# START OF EXTRACTED TEXT

Hi Ashutosh,

Thanks for the review.

2015/04/22 19:28、Ashutosh Bapat <ashutosh.ba...@enterprisedb.com> のメール:
> Tests
> -------
> 1.The postgres_fdw test is re/setting enable_mergejoin at various places. The 
> goal of these tests seems to be to test the sanity of foreign plans 
> generated. So, it might be better to reset enable_mergejoin (and may be all 
> of enable_hashjoin, enable_nestloop_join etc.) to false at the beginning of 
> the testcase and set them again at the end. That way, we will also make sure 
> that foreign plans are chosen irrespective of future planner changes.

I have different, rather opposite opinion about it.  I disabled other join 
types as least as the tests pass, because I worry oversights come from planner 
changes.  I hope to eliminate enable_foo from the test script, by improving 
costing model smarter.

> 2. In the patch, I see that the inheritance testcases have been deleted from 
> postgres_fdw.sql, is that intentional? I do not see those being replaced 
> anywhere else.

It’s accidental removal, I restored the tests about inheritance feature.

> 3. We need one test for each join type (or at least for INNER and LEFT OUTER) 
> where there are unsafe to push conditions in ON clause along-with 
> safe-to-push conditions. For INNER join, the join should get pushed down with 
> the safe conditions and for OUTER join it shouldn't be. Same goes for WHERE 
> clause, in which case the join will be pushed down but the unsafe-to-push 
> conditions will be applied locally.

Currently INNER JOINs with unsafe join conditions are not pushed down, so such 
test is not in the suit.  As you say, in theory, INNER JOINs can be pushed down 
even they have push-down-unsafe join conditions, because such conditions can be 
evaluated no local side against rows retrieved without those conditions.

> 4. All the tests have ORDER BY, LIMIT in them, so the setref code is being 
> exercised. But, something like aggregates would test the setref code better. 
> So, we should add at-least one test like select avg(ft1.c1 + ft2.c2) from ft1 
> join ft2 on (ft1.c1 = ft2.c1).

Added an aggregate case, and also added an UNION case for Append.

> 5. It will be good to add some test which contain join between few foreign 
> and few local tables to see whether we are able to push down the largest 
> possible foreign join tree to the foreign server.

# END OF EXTRACTED TEXT
# START OF ENTRIES SHOWN

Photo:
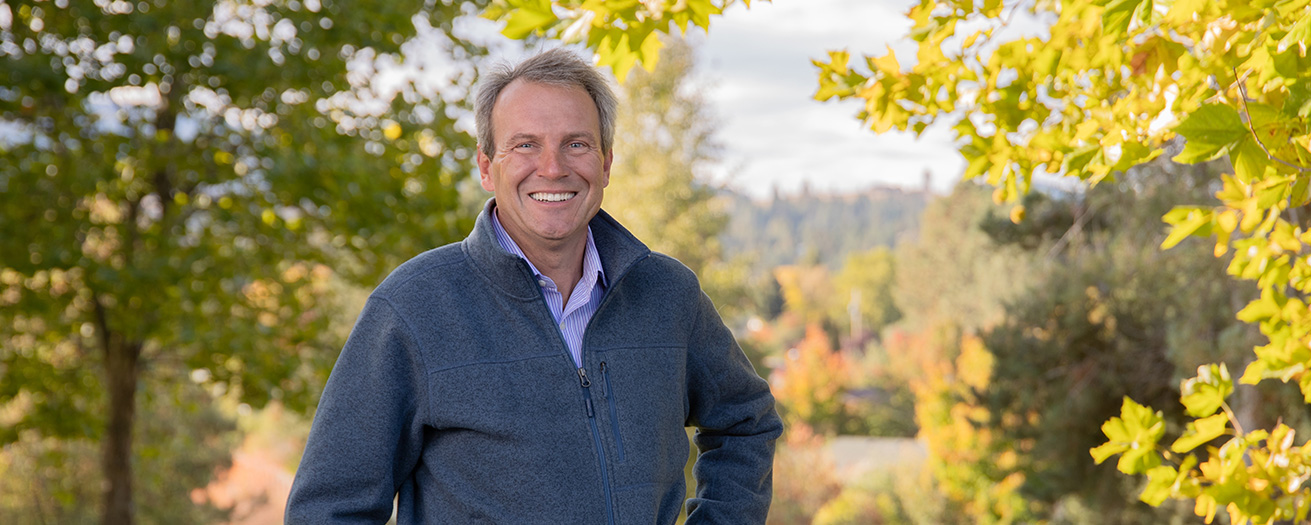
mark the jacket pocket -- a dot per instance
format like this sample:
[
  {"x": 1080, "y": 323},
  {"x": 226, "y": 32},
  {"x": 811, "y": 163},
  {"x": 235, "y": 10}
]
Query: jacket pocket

# END OF ENTRIES SHOWN

**REQUIRED ACTIONS:**
**1)** Using the postgres_fdw review thread, answer these:
(a) What happened to the inheritance test cases that were missing from postgres_fdw.sql?
(b) Which two cases were added in response to the fourth point?
(c) Are INNER JOINs with unsafe join conditions currently pushed down?
**2)** Report each line of the records that contains the word "pocket".

**REPLIES:**
**1)**
(a) They were removed by accident and have been restored.
(b) An aggregate case and a UNION case for Append.
(c) No, they are not currently pushed down.

**2)**
mark the jacket pocket -- a dot per instance
Query: jacket pocket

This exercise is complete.